____ DOCUMENT SECTION

Dual of a vector space Let $S$ be a subspace of a vector space $V$ so that $V/S$ is finite dimensional. How do we show that $S$ is the intersection of kernels of a finite number of elements in the dual of $V$? If $S$ is finite dimensional, what can we conclude about the dimension of $V$?
 A: Let $\{x_i\}_{i\in I}$ be a basis for $S$. Since $V/S$ is finite-dimensional, we have some finite basis $\{y_1+S,\ldots,y_n+S\}$ with each $y_i\in V$. Then $\{x_i\}_{i\in I}\cup \{y_1,\ldots,y_n\}$ is a basis for $V$. Define the linear functionals $f_j\in V^*$ by $f_j(x_i)=0$ for all $i\in I$ and $f_j(y_k)=\delta_{jk}$. What is the kernel of $f_j$? What are the intersection of these kernels?
For the second part, note that $\{x_i\}_{i\in I}\cup \{y_1,\ldots,y_n\}$ is a basis for $V$, and if $I$ is finite then...
A: Put $\,S=Span\{v_i\;\;|\;\;i\in I\}\,$ and  $\,W:= V\setminus S\Longrightarrow W=Span\{w_1,...,w_n\}\,$ , and we get at once that
 $$\{w_1,...,w_n,w_k\;\;|\;\;k\in K:=\text{ a set of indexes}\,\,,\,K\cap\{1,2,...,n\}=\emptyset\}$$ 
is a basis of $\,V\,$ . Define (with $\,\Bbb F:=\,$ the definition field)

________

**DIRECTIVES:**
[1] In the dual-space thread, what property of the quotient $V/S$ does the question assume?
[2] Write the next part of the dual-space thread, picking up after its final line.
The records have nothing to do with the dual-space thread.

____ SUPPLIED DATA

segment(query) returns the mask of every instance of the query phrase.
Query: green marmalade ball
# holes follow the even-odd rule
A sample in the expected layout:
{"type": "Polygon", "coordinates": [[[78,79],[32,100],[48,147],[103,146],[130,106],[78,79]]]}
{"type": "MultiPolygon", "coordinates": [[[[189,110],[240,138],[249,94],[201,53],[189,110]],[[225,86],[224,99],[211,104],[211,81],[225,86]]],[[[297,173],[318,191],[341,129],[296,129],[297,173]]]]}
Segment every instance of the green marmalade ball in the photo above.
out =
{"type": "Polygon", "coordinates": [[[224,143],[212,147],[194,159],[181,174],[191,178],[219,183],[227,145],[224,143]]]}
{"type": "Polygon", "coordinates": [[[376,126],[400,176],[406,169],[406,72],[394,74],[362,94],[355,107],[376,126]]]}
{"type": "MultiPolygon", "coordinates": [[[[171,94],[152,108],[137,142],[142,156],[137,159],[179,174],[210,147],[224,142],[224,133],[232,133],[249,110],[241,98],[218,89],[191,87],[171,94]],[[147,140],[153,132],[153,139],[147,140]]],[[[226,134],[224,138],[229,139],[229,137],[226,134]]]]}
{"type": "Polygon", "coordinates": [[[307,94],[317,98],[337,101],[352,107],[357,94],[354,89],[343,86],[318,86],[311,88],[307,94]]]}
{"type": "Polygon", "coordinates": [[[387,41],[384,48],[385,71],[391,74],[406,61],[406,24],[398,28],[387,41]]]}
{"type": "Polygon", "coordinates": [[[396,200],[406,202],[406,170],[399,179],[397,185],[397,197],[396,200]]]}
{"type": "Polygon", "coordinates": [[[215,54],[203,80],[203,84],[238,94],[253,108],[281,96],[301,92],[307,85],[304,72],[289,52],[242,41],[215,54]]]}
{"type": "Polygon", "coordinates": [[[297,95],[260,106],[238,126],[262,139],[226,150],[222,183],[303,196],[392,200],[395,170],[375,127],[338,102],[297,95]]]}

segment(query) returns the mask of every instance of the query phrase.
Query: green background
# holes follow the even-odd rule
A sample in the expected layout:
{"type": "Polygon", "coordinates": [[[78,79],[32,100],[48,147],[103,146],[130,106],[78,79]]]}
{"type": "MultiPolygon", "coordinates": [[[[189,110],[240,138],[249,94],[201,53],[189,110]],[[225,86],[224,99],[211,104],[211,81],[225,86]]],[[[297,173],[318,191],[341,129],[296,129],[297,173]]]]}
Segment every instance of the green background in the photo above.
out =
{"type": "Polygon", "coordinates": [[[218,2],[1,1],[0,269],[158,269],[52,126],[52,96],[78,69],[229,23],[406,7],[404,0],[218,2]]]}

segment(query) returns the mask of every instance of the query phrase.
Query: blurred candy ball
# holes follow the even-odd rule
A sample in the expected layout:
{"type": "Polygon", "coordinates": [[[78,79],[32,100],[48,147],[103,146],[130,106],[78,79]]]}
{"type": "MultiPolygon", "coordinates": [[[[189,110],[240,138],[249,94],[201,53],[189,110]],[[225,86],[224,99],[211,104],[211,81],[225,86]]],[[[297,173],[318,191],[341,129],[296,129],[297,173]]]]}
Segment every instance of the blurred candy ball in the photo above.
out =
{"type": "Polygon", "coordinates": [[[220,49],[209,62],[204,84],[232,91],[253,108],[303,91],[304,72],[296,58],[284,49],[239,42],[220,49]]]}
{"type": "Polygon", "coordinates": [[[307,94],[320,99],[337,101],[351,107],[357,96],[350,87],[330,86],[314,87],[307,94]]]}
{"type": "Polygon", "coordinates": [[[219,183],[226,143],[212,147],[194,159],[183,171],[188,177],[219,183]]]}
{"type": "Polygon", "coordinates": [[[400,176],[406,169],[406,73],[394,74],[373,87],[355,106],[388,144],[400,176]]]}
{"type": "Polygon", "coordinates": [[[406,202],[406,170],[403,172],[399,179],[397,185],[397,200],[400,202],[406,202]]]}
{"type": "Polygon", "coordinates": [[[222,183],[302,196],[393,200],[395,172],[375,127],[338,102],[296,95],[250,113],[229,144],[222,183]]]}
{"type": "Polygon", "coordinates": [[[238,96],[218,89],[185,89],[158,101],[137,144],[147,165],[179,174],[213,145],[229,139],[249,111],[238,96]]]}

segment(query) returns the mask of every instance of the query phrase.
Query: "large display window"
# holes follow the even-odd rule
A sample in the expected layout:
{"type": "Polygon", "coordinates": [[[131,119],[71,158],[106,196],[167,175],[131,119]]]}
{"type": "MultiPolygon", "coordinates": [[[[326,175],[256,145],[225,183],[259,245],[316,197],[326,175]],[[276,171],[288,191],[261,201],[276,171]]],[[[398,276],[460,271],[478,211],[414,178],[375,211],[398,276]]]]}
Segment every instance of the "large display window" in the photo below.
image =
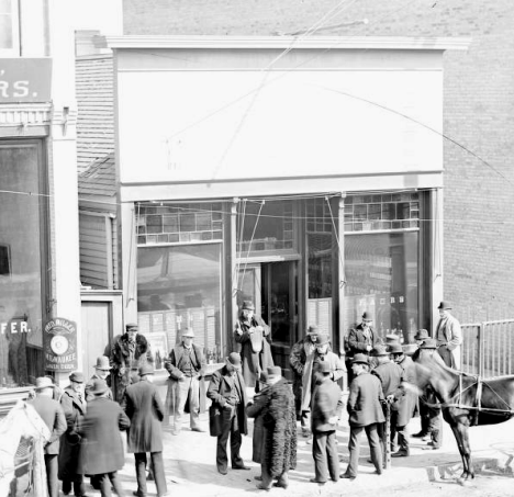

________

**ANSWERS GIVEN:**
[1] It assumes $V/S$ is finite dimensional.

[2]
$$\forall\,\,i=1,2,...,n\,\,,\,f_i: V\to \Bbb F\,\,,\,f_iw_j=\delta_{ij}=\left\{\begin{array} {}1 &\text{, if}\,\,1\leq i=j\leq n\\0&\text{, if}\,\,1\leq i\neq j\leq n\,\,\text{ or}\,\,j\in K\end{array}\right.$$ 
and extend this definition by linearity. Clearly $\,f_i\in V^*\,$ , and letting 
$$v=\sum_{r=1}a_rw_r+\sum_{k\in K}a_kv_k\,\,,\,\,a_k=0\,\,\text{but for a finite number of indexes in} \,K$$
we get that
$$\ker f_i:=\{v\in V\;\;|\;\;f_iv=0\}=\{v\in V\;\;|\;\;a_i=0\,,\,1\leq i\leq n\,,\,\,\text{in the above expression for}\,\,v\}$$
And thus
$$\bigcap_{i=1}^n\ker f_i=\{v\in V\;\;|\;\;a_1=...=a_n=0\,\,\text{in the above expression for}\,\,v\}$$
Well, now end the argument.